Task details: Find every line in the entries below that contains the word "pink" and copy each of those lines.
··· Supplied material ···
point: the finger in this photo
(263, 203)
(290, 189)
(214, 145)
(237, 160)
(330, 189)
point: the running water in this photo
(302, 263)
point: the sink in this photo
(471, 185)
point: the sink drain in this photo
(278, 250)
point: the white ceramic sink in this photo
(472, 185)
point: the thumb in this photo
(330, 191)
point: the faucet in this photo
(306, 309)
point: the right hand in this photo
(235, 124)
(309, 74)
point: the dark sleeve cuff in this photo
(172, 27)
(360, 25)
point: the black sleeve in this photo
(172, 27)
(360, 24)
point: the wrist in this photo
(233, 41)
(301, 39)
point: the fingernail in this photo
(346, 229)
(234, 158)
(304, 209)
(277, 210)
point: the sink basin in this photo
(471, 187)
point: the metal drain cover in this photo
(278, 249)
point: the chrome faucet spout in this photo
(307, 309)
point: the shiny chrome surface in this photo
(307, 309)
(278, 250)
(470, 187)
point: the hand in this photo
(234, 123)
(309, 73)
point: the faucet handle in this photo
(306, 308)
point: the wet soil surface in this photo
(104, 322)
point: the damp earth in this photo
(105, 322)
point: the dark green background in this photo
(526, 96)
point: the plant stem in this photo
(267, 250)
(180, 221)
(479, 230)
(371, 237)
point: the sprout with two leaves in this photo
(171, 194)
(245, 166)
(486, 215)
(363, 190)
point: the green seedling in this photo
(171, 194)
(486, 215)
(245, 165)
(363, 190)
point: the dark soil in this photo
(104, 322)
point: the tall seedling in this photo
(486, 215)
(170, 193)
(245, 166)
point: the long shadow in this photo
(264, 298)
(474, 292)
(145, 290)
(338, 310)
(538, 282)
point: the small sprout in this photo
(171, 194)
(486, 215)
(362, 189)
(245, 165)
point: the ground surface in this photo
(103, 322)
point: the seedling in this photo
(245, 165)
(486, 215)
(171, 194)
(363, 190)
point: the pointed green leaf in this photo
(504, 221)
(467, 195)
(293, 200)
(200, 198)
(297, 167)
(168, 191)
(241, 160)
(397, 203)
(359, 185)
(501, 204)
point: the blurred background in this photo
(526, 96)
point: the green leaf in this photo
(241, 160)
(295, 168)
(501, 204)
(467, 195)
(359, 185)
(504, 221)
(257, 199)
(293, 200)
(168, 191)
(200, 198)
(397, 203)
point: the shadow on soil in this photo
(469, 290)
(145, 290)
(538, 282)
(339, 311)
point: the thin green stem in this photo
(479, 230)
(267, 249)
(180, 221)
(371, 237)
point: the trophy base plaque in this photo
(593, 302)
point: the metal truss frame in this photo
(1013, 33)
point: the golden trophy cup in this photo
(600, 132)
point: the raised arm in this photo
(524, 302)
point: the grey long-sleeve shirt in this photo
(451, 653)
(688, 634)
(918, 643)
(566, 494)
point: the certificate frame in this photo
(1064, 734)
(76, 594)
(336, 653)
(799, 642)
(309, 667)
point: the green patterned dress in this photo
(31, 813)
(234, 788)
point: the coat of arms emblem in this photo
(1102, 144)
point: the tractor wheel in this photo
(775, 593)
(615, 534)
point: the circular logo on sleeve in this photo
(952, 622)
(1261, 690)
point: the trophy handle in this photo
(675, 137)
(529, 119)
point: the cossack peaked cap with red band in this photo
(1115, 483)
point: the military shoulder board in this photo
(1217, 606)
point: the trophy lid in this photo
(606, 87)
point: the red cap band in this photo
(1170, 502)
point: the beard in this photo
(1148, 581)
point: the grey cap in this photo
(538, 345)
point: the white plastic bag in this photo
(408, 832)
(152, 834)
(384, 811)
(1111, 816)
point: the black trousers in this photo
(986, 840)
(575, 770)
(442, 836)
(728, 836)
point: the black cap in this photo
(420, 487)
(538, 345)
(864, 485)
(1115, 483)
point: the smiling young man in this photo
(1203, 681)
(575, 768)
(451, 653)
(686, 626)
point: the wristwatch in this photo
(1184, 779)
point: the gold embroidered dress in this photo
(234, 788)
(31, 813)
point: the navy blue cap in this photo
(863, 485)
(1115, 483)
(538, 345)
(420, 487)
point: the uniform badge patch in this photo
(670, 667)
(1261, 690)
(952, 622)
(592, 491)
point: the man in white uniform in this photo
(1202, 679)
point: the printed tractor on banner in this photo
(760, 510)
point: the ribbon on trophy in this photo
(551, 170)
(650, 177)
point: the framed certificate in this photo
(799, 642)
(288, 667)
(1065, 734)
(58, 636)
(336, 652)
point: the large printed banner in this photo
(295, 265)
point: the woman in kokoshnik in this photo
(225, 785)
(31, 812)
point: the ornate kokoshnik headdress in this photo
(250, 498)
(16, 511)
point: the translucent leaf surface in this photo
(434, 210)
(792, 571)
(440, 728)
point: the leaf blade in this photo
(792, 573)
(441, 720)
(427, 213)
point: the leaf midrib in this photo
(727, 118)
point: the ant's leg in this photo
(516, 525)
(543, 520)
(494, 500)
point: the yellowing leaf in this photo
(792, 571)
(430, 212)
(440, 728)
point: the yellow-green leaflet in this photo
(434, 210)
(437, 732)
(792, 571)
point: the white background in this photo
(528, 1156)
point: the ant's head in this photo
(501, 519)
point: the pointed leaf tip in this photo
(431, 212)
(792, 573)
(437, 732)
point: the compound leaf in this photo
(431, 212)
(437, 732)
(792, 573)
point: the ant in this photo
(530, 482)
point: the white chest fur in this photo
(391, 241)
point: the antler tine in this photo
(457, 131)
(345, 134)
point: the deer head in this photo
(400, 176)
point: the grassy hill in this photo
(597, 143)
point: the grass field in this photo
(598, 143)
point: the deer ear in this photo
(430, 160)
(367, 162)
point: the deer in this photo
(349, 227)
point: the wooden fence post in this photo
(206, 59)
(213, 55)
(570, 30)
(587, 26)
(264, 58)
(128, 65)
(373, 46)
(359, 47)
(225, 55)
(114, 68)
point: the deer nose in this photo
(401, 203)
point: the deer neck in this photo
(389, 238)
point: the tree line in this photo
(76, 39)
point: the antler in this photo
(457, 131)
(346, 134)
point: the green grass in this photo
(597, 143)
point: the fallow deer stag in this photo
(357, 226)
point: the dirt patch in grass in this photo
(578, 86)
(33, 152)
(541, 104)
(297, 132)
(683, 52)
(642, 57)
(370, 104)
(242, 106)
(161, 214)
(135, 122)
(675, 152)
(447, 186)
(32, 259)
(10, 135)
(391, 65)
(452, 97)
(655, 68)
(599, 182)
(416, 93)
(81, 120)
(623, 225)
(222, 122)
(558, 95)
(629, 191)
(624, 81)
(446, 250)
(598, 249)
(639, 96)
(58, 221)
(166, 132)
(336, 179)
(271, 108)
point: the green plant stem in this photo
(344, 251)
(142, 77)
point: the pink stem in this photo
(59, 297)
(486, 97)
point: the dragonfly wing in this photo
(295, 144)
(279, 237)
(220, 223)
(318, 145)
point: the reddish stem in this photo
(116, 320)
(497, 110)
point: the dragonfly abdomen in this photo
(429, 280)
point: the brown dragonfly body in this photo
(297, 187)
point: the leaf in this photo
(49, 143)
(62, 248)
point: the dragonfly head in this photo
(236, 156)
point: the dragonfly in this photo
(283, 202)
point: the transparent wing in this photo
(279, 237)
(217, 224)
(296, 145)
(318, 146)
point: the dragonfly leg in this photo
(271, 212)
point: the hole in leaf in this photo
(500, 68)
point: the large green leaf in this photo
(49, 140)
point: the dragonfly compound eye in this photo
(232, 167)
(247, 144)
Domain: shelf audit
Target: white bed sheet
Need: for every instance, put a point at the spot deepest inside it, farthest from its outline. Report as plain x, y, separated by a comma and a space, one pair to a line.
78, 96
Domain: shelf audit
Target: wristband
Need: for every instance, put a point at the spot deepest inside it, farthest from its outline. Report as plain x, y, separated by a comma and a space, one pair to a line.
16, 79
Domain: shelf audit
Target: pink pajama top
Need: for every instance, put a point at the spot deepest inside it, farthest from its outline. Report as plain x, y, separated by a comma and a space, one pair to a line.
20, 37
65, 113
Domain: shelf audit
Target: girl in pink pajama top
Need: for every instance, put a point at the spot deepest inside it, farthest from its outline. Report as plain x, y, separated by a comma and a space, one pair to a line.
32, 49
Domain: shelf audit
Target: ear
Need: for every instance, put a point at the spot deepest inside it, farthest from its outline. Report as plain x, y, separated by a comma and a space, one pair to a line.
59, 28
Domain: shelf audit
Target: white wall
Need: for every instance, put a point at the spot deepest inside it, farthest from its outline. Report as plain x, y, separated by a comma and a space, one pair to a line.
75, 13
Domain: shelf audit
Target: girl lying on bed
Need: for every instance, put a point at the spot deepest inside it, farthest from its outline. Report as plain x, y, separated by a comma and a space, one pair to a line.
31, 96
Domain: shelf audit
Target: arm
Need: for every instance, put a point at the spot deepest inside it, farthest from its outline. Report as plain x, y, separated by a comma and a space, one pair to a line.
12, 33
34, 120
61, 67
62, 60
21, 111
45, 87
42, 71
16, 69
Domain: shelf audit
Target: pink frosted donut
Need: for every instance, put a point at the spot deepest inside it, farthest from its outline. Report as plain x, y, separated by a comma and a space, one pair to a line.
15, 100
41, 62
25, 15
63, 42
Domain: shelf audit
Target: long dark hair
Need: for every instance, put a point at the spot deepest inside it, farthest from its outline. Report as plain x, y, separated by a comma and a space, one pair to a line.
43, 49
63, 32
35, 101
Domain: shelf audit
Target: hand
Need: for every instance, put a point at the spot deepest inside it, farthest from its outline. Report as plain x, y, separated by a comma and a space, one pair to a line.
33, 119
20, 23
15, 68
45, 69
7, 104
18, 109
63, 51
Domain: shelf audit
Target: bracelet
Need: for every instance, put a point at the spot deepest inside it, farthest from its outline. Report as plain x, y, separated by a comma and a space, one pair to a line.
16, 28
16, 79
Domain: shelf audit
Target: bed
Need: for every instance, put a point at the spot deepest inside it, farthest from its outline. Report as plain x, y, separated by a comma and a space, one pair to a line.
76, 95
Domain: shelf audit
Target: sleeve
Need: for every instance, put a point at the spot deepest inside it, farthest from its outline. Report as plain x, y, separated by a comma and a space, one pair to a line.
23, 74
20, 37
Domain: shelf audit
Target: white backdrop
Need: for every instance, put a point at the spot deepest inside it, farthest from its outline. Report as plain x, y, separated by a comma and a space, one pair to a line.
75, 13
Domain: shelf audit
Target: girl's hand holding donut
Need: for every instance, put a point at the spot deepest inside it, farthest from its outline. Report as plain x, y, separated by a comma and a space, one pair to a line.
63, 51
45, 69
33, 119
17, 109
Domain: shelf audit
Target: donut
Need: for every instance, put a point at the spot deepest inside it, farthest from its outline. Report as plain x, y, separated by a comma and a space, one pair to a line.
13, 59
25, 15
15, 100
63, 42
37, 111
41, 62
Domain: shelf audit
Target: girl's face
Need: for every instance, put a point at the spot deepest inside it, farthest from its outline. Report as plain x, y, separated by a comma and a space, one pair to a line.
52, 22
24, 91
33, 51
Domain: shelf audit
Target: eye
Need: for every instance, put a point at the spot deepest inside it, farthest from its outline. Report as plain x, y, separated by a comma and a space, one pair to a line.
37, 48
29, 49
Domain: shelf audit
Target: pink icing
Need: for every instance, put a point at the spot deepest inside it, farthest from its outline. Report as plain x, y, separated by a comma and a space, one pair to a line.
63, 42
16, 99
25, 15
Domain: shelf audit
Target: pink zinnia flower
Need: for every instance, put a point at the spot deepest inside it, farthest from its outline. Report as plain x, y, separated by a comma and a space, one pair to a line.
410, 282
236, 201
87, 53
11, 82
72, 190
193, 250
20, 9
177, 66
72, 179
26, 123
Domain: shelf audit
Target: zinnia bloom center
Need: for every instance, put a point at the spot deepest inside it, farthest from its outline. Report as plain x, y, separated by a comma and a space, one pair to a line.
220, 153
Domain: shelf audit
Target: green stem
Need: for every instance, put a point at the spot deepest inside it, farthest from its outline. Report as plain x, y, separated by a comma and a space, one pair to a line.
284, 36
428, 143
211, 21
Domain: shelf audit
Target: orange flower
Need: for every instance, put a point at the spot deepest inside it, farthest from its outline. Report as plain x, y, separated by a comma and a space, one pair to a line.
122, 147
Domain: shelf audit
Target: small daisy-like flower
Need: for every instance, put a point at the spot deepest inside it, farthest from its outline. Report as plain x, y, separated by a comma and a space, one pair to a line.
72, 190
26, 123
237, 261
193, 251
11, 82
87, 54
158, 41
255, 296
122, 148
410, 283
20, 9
···
Final result:
point: the pink stem in this photo
Target: pink pajama top
Target: girl in pink pajama top
Target: pink frosted donut
Target: pink icing
Target: pink zinnia flower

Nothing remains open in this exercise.